◆ **Your task**: Report each line of the items below that contains the string "side", copying every such line in full. Case counts.

◆ **Provided entries**:

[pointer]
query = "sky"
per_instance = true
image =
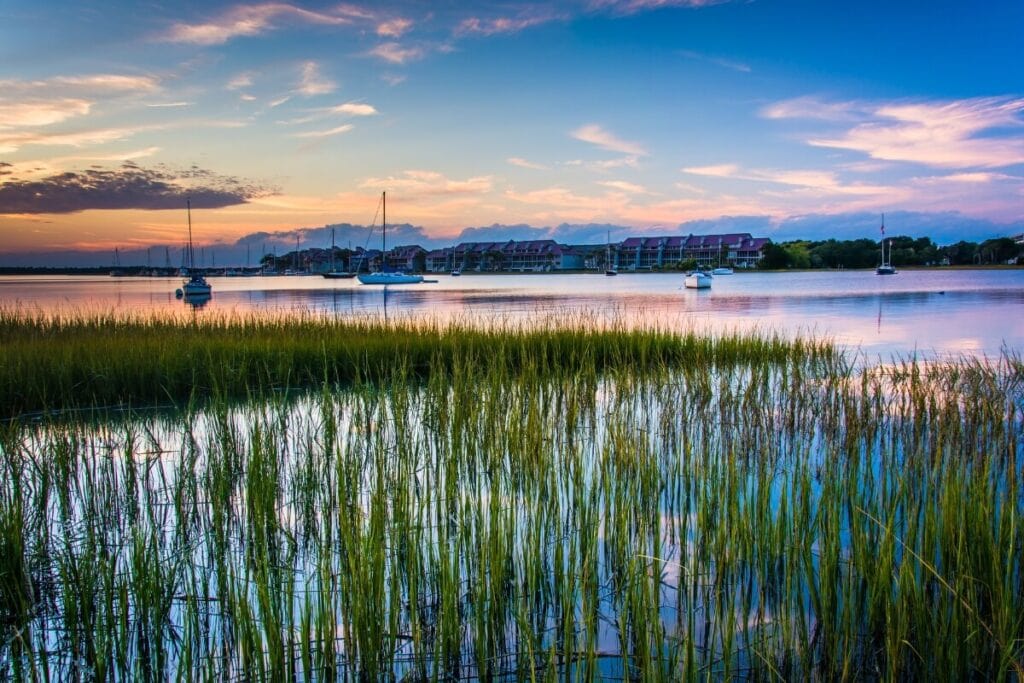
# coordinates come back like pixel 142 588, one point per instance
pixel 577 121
* * *
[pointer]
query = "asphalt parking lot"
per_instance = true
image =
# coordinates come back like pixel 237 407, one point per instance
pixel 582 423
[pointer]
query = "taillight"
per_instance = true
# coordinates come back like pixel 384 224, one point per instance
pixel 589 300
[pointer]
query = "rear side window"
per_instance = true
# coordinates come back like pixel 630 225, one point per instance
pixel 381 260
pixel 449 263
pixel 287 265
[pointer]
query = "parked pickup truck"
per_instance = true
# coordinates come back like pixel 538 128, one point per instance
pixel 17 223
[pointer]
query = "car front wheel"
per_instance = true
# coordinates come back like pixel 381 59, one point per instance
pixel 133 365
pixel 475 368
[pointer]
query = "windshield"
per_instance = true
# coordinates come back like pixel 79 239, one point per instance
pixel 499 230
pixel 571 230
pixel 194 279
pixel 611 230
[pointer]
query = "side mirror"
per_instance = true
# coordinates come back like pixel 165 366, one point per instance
==
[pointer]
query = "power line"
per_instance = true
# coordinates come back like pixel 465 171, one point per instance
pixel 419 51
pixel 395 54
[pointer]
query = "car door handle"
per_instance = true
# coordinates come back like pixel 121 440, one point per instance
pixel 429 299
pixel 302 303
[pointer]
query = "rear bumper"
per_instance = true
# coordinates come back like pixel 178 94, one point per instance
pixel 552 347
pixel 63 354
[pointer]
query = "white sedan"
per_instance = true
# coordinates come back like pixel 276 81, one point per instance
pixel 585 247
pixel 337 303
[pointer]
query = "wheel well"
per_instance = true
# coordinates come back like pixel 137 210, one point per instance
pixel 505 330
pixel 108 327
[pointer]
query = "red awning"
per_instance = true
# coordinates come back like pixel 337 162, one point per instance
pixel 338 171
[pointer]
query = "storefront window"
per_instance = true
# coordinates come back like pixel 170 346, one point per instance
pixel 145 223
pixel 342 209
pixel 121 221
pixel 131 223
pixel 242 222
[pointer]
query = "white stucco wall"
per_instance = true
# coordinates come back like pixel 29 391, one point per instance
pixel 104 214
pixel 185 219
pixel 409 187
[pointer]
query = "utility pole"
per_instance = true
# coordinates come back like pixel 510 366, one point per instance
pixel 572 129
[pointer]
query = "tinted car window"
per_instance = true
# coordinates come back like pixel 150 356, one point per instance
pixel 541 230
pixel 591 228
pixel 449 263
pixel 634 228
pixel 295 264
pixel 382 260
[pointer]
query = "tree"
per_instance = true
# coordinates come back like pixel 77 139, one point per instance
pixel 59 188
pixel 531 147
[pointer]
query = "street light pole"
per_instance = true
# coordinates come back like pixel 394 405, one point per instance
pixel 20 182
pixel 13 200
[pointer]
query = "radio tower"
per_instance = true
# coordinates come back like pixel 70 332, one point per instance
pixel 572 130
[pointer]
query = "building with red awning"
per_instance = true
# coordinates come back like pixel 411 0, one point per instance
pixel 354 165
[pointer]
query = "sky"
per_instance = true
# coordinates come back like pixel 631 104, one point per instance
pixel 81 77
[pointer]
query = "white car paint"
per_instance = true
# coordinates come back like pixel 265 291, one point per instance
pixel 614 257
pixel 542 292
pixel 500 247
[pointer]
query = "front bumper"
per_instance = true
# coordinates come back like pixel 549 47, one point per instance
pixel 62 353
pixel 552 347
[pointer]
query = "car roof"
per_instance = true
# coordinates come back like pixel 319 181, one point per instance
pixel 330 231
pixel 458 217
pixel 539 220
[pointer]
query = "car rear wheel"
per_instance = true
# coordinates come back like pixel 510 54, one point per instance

◆ **Result for this task**:
query = "rear side window"
query = "side mirror"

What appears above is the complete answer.